- Material for this task
================================
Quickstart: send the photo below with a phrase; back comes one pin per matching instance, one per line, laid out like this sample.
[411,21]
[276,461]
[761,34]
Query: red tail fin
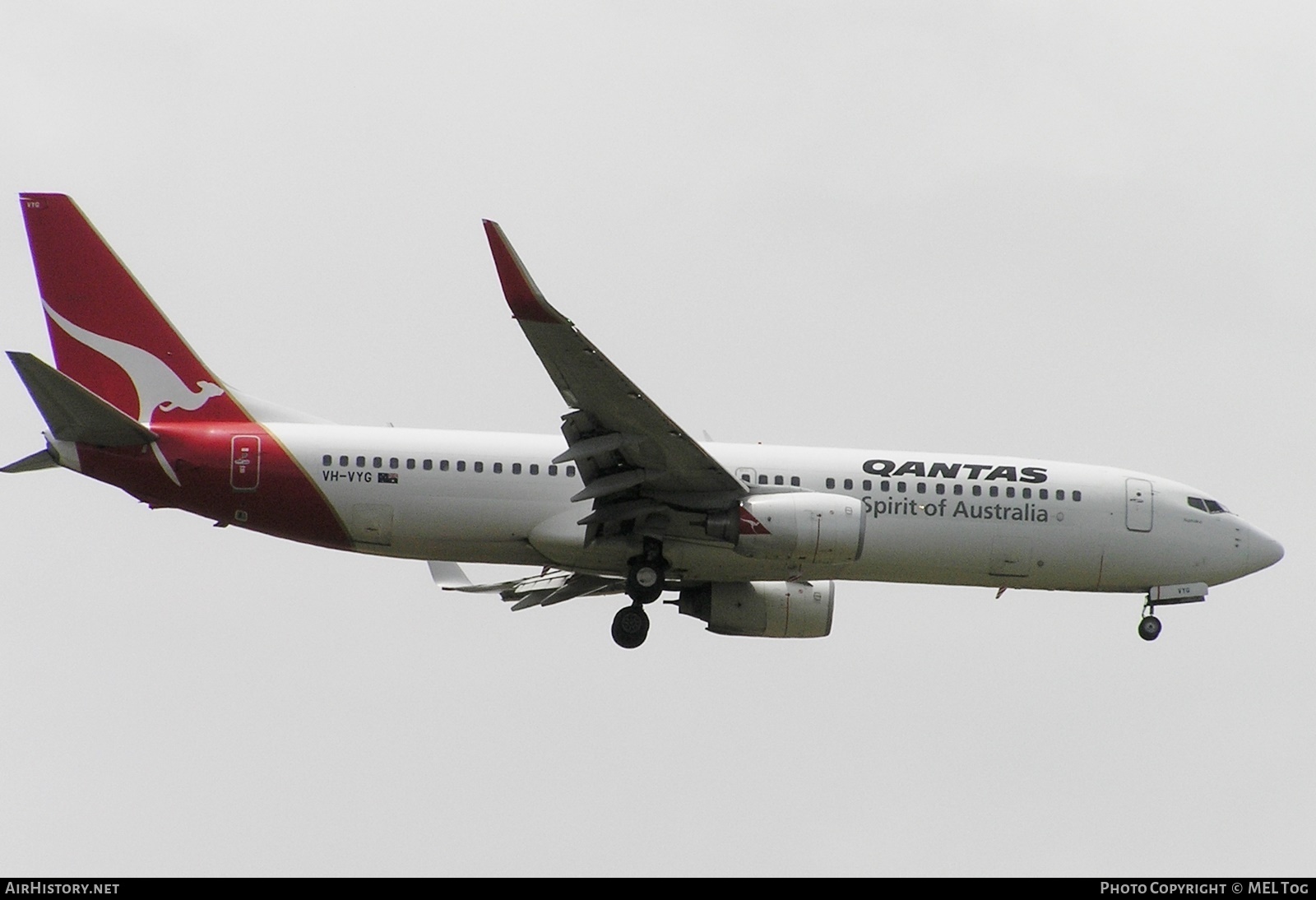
================================
- What you need to do
Set down the data above word for word, leaving every picture out.

- Answer space
Quickstart: send the photo below with a phrase; back comes one pin per matching instance, one per line, laid out like this sample.
[411,21]
[276,461]
[761,34]
Query: red tail fin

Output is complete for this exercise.